• [Short exercise 1]: According to the movie review, who knocked Ron flat acting-wise during the Yule Ball fight(s)?
• [Short exercise 2]: Reproduce word for word the stretch of the movie review from "Oh Hermione. Now, I" through "not say much.".
• [Short exercise 3]: List every character name that appears in the movie review's paragraph beginning "Oh Hermione."

Finally, those of you as fed up as I am with rubberfaced goofy expression Ron can breathe a bit in relief. Yeah, there’s moments, but there are thankfully less of them, as if he was over that phase (now, get over the long haired Scooby-Doo Shaggy look and we’re on to something). The moment with the dance lessons (as seen in the circulating clips) was cringeworthy, and he just got knocked flat acting wise by Watson’s Hermione during the Yule Ball fight(s). Rupert Grint has finally added some dimension to Ron that doesn’t involve an excess of facial contortion – not a lot, but enough.
Oh Hermione. Now, I do have a soft spot for Hermione, but she simply sparkled through the movie, even when she was promptly putting her foot in her mouth about Viktor to Harry (many were snickering right along with you, Harry). Hermione definitely steals the scene away from Ron, and often. You may make her cry after the Ball, Ron, but Hermione won the fight, hands down. You can tell Hermione’s trying to struggle between wanting to laugh and cry at the departure of Hogwarts’ visitors, and it actually makes sense.
No review would be complete without an assessment of the newcomers, who by and large did not say much.

• [Listed entries]:
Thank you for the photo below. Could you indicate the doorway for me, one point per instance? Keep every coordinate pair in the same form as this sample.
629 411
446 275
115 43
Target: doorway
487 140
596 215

* * *

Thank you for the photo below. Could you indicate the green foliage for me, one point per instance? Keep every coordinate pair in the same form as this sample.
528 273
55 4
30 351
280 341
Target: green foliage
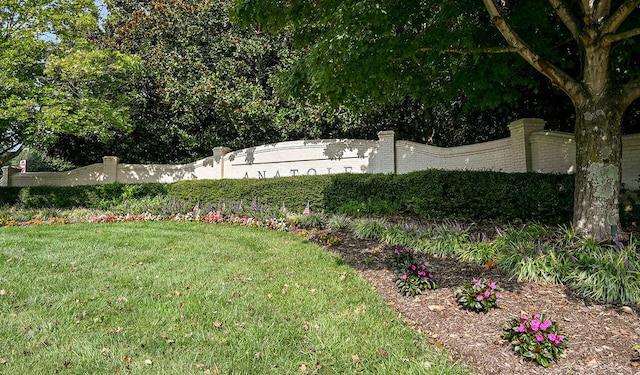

--

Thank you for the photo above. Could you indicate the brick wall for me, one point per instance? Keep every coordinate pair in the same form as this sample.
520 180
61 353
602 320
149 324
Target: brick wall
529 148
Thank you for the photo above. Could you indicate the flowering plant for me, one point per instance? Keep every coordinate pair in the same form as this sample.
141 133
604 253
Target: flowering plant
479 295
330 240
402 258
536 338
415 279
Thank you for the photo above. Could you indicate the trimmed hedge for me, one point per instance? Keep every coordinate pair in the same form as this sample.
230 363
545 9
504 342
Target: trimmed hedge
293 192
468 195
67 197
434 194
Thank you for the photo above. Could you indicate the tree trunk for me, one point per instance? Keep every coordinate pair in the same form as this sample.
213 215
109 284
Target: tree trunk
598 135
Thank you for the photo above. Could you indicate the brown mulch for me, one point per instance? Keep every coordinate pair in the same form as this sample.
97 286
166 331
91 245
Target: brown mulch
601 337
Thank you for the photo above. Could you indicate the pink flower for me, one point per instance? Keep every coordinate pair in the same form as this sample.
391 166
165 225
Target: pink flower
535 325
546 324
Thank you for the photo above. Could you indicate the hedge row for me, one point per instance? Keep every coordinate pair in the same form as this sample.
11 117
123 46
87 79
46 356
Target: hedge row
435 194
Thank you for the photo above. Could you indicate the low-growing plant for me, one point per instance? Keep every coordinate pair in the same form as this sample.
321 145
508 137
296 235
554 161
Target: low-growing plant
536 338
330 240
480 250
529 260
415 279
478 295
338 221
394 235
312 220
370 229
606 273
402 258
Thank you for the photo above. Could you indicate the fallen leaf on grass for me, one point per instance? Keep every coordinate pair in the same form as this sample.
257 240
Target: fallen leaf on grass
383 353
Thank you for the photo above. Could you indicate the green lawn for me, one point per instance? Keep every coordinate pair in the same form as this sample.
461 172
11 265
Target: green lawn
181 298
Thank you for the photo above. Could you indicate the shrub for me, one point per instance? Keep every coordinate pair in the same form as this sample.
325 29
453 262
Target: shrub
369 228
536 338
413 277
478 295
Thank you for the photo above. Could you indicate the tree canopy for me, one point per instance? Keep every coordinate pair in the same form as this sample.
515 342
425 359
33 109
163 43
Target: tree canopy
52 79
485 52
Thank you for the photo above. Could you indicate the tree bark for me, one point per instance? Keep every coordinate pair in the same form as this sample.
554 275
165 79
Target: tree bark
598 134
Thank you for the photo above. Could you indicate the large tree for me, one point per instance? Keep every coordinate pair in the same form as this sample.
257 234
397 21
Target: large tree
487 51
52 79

• [Correct answer 1]: Watson's Hermione.

• [Correct answer 2]:
Oh Hermione. Now, I do have a soft spot for Hermione, but she simply sparkled through the movie, even when she was promptly putting her foot in her mouth about Viktor to Harry (many were snickering right along with you, Harry). Hermione definitely steals the scene away from Ron, and often. You may make her cry after the Ball, Ron, but Hermione won the fight, hands down. You can tell Hermione’s trying to struggle between wanting to laugh and cry at the departure of Hogwarts’ visitors, and it actually makes sense.
No review would be complete without an assessment of the newcomers, who by and large did not say much.

• [Correct answer 3]: Hermione, Viktor, Harry, Ron